╔══

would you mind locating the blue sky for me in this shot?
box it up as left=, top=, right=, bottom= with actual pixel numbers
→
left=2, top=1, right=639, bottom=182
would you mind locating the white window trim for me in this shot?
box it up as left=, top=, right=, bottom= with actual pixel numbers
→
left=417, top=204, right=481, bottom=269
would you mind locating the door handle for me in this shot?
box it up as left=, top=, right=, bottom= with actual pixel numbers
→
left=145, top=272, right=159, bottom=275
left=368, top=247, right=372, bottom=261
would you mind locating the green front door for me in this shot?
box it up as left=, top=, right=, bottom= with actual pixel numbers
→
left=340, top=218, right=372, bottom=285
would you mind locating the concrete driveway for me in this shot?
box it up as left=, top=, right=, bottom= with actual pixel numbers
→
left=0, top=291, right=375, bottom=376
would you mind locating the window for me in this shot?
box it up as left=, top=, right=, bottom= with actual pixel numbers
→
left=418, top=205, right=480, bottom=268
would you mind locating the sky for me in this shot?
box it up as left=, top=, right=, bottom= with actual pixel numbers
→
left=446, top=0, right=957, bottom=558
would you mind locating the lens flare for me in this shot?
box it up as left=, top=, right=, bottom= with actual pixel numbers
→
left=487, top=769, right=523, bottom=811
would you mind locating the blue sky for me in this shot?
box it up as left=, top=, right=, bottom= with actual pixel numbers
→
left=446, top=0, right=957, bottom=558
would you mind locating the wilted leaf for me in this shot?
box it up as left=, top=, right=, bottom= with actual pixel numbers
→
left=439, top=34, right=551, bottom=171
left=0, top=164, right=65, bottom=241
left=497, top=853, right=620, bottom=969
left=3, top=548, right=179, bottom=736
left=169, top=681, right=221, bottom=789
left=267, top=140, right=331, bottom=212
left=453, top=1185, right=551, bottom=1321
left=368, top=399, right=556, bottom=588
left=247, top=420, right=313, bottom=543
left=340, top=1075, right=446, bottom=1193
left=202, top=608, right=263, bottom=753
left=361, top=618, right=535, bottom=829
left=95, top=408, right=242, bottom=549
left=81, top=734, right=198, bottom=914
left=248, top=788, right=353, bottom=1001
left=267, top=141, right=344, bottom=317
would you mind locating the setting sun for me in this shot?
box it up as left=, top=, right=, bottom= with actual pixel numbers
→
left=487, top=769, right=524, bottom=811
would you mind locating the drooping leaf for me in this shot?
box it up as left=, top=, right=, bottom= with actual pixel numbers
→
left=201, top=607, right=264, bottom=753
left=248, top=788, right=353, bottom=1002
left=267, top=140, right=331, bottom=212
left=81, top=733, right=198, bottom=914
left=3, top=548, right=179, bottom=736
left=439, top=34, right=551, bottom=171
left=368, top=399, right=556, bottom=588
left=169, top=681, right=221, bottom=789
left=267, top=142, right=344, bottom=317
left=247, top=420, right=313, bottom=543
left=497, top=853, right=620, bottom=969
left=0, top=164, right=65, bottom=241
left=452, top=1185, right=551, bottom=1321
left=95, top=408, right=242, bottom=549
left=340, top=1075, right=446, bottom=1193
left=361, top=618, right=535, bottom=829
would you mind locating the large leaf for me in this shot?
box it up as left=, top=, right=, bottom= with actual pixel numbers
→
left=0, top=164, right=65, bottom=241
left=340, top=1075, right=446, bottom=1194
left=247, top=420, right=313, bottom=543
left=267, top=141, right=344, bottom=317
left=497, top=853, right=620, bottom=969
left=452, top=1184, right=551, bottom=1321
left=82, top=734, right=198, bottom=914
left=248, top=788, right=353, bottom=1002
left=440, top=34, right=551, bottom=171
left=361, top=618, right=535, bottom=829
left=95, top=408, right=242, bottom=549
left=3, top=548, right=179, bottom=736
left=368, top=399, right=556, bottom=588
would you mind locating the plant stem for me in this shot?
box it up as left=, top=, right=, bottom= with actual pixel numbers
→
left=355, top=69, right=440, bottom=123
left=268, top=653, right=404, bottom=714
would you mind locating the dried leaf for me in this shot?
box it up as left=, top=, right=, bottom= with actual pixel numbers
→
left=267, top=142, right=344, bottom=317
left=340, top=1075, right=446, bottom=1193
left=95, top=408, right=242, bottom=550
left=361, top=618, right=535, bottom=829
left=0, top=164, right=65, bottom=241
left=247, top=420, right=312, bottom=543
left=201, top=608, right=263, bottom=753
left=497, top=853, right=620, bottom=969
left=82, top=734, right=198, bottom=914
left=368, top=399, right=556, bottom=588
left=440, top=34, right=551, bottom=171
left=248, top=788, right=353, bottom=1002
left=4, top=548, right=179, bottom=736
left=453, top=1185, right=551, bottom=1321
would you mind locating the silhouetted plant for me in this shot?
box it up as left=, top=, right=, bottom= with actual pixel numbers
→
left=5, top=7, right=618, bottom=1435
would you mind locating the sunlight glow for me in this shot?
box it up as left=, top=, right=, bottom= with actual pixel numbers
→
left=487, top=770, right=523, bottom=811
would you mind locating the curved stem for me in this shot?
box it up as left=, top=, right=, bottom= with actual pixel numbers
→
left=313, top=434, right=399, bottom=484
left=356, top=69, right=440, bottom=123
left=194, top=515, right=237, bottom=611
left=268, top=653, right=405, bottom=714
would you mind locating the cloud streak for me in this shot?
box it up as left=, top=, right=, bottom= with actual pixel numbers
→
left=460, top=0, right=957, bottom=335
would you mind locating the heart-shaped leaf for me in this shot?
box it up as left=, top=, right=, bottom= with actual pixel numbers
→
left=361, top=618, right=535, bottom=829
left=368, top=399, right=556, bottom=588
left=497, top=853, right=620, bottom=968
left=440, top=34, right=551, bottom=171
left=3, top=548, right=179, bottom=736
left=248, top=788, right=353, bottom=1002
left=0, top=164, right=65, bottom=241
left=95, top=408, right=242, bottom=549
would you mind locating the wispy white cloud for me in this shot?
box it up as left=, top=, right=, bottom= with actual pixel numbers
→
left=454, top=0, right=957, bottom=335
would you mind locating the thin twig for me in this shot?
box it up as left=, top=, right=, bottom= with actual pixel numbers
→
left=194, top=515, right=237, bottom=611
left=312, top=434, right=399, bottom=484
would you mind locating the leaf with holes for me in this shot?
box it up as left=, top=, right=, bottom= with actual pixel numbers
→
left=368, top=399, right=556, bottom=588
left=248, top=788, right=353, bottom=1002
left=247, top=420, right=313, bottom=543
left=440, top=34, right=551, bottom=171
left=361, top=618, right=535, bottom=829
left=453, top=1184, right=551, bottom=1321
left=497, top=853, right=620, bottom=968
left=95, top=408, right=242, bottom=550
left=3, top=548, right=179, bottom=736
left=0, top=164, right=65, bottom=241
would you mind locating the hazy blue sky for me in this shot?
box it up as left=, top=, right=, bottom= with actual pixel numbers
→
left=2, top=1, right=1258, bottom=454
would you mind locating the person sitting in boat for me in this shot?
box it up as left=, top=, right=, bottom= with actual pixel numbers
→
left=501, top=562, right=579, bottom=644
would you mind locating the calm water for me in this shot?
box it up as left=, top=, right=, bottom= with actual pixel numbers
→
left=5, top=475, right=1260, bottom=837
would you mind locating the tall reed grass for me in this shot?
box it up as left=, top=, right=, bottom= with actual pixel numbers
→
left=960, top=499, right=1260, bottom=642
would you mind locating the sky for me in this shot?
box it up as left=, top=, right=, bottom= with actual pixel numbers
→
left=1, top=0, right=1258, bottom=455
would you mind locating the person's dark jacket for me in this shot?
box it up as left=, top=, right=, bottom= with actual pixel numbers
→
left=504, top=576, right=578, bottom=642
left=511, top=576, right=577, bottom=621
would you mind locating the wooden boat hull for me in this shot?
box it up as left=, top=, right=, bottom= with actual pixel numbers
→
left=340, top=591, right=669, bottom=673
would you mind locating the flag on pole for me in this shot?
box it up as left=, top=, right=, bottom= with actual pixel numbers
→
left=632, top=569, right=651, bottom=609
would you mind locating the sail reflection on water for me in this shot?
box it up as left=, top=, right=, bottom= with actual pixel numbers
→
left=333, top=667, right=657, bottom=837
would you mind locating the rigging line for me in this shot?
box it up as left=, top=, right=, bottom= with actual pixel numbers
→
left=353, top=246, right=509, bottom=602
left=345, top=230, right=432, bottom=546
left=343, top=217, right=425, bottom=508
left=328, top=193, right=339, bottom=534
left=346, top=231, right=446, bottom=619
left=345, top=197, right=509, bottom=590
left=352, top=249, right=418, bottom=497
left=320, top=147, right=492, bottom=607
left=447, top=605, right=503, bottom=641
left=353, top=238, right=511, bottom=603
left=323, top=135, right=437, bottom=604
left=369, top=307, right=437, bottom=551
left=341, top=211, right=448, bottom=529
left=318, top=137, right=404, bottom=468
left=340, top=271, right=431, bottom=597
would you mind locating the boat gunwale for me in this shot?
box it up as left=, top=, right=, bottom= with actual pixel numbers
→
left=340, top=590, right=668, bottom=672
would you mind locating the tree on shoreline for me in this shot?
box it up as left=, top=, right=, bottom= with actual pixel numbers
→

╚══

# [Your assignment]
Find each line in the data above with the word "boat", then copy it.

# [Result below]
would you mind locating the person sitting in boat for me in this shot?
would you mind locating the wooden boat hull for me in this shot?
would you mind locating the boat gunwale for me in this shot?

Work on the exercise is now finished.